(Questions to answer)
- 1) List every calendar year named in the excerpt below on Zimbabwe's constitutional amendments, each with the event the excerpt ties to it.
- 2) Answer these from the excerpt below on Zimbabwe's constitutional amendments:
(a) How long would the presidential term become under the changes the cabinet accepted?
(b) Whom did Mnangagwa oust when he came to power?
(c) In which country was Sikhala arrested?
- 3) Using the excerpt below on Zimbabwe's constitutional amendments, explain in one to three sentences why Jameson Timba calls the process a constitutional coup instead of constitutional reform.

*** Opening of Passage for review ***

Sweeping changes to the constitution accepted by the cabinet Tuesday include extending the presidential term to seven years and follow a decision by the ruling Zanu-PF that Mnangagwa should stay in office beyond the end of his second term in 2028.
The amendments will be presented to parliament, which is weighted in favor of the Zanu-PF, but the opposition insists they also need to be put to a national referendum.
“The process that is currently happening in Zimbabwe is a coup by the incumbent to extend his term of office against the will of the people,” opposition politician and fierce government critic Job Sikhala told AFP.
“We have got an incumbent who wants to railroad himself, using the tyrannical and dictatorial tendencies of his rule, into another two years to 2030,” he said.
He said his National Democratic Working Group had asked the African Union to intervene.
Mnangagwa came to power in 2017 in a military-backed coup that ousted Robert Mugabe, who ruled the southern African country for 37 years.
He was elected to a five-year term in 2018 and again in 2023 but has been accused of allowing rampant corruption to the benefit of the Zanu-PF — which has been in power since independence in 1980 — while eroding democratic rights.
Sikhala, a former lawmaker with the Citizens Coalition for Change (CCC) party, was arrested in South Africa last year for alleged possession of explosives. He says they were planted in his vehicle in an apparent assassination attempt.
“What is unfolding in Zimbabwe is not constitutional reform. It is a constitutional coup,” Jameson Timba, a CCC leader who has established a group called the Defend the Constitution Platform (DCP), said in a statement on X.
The president and his party are using “formal processes” such as cabinet decisions “to entrench power without the free and direct consent of the people,” he said.

*** Close of Passage for review ***
*** Opening of Supplied data ***

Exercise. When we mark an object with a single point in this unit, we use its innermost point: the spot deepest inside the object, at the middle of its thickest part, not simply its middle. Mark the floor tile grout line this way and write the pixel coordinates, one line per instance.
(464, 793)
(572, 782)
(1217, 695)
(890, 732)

*** Close of Supplied data ***

(Per-task outputs)
- 1)
- 2028: Mnangagwa's second term ends.
- 2030: Sikhala says the incumbent wants to stay in office until then.
- 2017: Mnangagwa came to power in a military-backed coup that ousted Robert Mugabe.
- 2018: Mnangagwa was elected to a five-year term.
- 2023: Mnangagwa was elected again.
- 1980: Zimbabwe gained independence, and Zanu-PF has held power since then.

- 2)
(a) Seven years.
(b) Robert Mugabe.
(c) South Africa.

- 3) Timba says the president and his party are using formal processes such as cabinet decisions to entrench their power. They are doing so without the free and direct consent of the people.